___ TEXT SHOWN

Christmas is a joyful time of year. Many of us will be spending the holidays with our loved ones, sharing wonderful feasts and memories.
It's also a time for giving. I love seeing all those happy faces when people are opening their gifts. Before picking out those tech gadget gifts, though, there are some risks you should know about.
Modern technology is designed to improve our lives and make things easier. There have been some amazing innovations in the recent past. From all of the smart appliances to the virtual assistants that help control them, the future of home living is bright.
The downside to these smart appliances, known as the Internet of things (IoT), is the fact that they need to connect to the internet to function. This opens the door to hackers who can get access to our login credentials and steal our personal data and even our money.
IoT gadgets that can be hacked
As mentioned above, these IoT gadgets can cause security issues because of their internet connections. Here are a few of the more popular IoT items:
- TVs - One issue with smart TVs that we've warned you about is how they're being hit with ransomware.
- Lights - These smart lights can be used in DDOS attacks. Learn how your light bulbs could help take down the internet.
- Locks - Some smart locks are making it easier for hackers to break into your home.

______
___ RECORD EXCERPTS

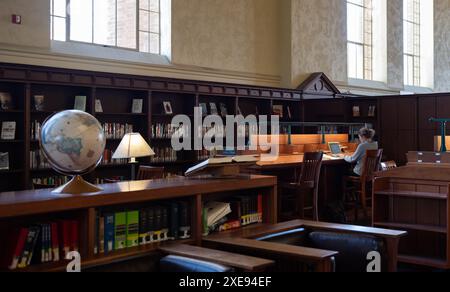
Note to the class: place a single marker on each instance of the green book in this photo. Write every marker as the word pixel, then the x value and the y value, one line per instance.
pixel 132 228
pixel 120 231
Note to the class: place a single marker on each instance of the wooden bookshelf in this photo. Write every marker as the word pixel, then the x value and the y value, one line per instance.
pixel 19 209
pixel 415 198
pixel 116 93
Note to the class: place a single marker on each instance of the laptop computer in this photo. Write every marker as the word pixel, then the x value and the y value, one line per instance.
pixel 335 148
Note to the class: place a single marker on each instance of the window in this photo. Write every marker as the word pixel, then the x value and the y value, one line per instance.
pixel 411 41
pixel 127 24
pixel 360 39
pixel 418 30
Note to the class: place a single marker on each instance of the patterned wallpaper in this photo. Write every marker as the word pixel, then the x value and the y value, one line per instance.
pixel 442 45
pixel 395 44
pixel 319 39
pixel 238 35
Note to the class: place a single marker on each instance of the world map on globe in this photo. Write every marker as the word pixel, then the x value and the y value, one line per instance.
pixel 73 142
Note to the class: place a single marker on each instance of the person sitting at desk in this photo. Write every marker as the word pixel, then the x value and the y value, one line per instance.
pixel 366 143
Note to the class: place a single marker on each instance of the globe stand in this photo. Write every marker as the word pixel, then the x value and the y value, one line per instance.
pixel 77 186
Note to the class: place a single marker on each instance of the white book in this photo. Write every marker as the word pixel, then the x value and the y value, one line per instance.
pixel 8 130
pixel 80 103
pixel 137 106
pixel 98 106
pixel 216 211
pixel 4 161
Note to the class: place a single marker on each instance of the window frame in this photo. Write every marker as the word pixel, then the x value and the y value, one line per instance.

______

» QUESTIONS ON THE MATERIAL
1: In the text on risks of smart-gadget gifts, why are IoT devices described as a security risk? Answer in one to three sentences.
2: Continue the text on risks of smart-gadget gifts from where it stops.

» WRITTEN RESPONSES
1: IoT devices need an internet connection to work. That connection opens the door to hackers, who can get access to login credentials and steal personal data and even money.

2:
- Security cameras
- Wireless printers
Those are just a few of the smart appliances found in many homes today. If you have any smart appliances or are thinking about getting some or giving them as gifts, there are ways to keep them protected.
Protecting your IoT gadgets
Since these Internet of Things appliance infections only reside on temporary memory, the first thing you have to do is reboot the device to clear out the malware.
If you are checking your router, IP webcam or connected printer, it is important that you change the default administrator username and password. Do this by accessing the appliance's hub (usually through a webpage or a smartphone app). If your smart appliance connects via the manufacturer's website, make sure your password for their site is complex and unique.
Next, check for firmware updates. Now, with these attacks out in the open, manufacturers will start issuing security patches to prevent such infections. It's important to keep your firmware always up to date. If your gadget does not automatically fetch firmware updates, make sure to manually check at least every three months.
Some routers have some firewall functionality too. In your router's administrator page, look for settings named "Disable Port Scan" and "Enable DoS Protection" and make sure you turn these on.
As evidenced by recent attacks and techniques, in this increasingly connected world, it goes without saying the more our homes become "smarter," the more we have to be smarter about our homes.